━━━ Material for the task

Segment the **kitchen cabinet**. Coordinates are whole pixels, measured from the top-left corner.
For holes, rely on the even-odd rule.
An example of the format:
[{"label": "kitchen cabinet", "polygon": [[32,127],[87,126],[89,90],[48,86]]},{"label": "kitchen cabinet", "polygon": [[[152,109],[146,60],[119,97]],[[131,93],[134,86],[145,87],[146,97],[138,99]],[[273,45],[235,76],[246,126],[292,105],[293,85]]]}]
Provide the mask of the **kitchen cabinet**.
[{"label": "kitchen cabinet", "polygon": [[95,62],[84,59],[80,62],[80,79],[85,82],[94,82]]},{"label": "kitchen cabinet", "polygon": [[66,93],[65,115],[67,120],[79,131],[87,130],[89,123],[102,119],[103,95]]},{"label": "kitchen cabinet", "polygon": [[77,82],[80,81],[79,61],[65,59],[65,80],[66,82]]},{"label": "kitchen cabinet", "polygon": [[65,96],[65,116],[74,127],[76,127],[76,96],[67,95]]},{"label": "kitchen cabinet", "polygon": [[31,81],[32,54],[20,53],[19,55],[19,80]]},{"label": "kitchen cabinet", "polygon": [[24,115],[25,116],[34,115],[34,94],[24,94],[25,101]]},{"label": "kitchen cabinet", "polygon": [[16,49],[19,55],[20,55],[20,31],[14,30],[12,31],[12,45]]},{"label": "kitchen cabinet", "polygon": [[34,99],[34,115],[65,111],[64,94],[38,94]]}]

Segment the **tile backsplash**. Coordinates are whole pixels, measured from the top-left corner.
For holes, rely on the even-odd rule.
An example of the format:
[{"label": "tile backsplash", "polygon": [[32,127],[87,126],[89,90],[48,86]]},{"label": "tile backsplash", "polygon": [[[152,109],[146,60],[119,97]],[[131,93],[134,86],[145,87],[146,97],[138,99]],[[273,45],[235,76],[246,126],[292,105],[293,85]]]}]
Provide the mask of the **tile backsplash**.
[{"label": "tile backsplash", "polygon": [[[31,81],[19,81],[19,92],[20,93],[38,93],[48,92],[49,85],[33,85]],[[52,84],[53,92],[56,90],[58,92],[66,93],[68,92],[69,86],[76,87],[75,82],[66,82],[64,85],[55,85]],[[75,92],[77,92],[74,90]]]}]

━━━━━━

Work to do ▸ Rewrite the records from the line containing "Segment the **tile" through the end of the records, both ends included, with the requests unchanged. In the answers only, scale every polygon coordinate by 0.7, rounding each result to a whole number with halves rounded up.

Problem solution ▸
Segment the **tile backsplash**. Coordinates are whole pixels, measured from the top-left corner.
For holes, rely on the even-odd rule.
An example of the format:
[{"label": "tile backsplash", "polygon": [[32,127],[87,126],[89,90],[48,86]]},{"label": "tile backsplash", "polygon": [[[152,109],[146,60],[119,97]],[[131,93],[134,86],[145,87],[146,97],[138,99]],[[273,45],[235,76],[246,126],[292,105],[293,85]]]}]
Provide the mask of the **tile backsplash**.
[{"label": "tile backsplash", "polygon": [[[22,57],[13,57],[13,64],[14,65],[27,65],[34,64],[34,60],[23,60]],[[36,59],[37,64],[39,63],[41,64],[46,65],[48,64],[48,60],[53,61],[53,57],[46,57],[45,60],[39,60]],[[53,64],[54,64],[52,63]]]}]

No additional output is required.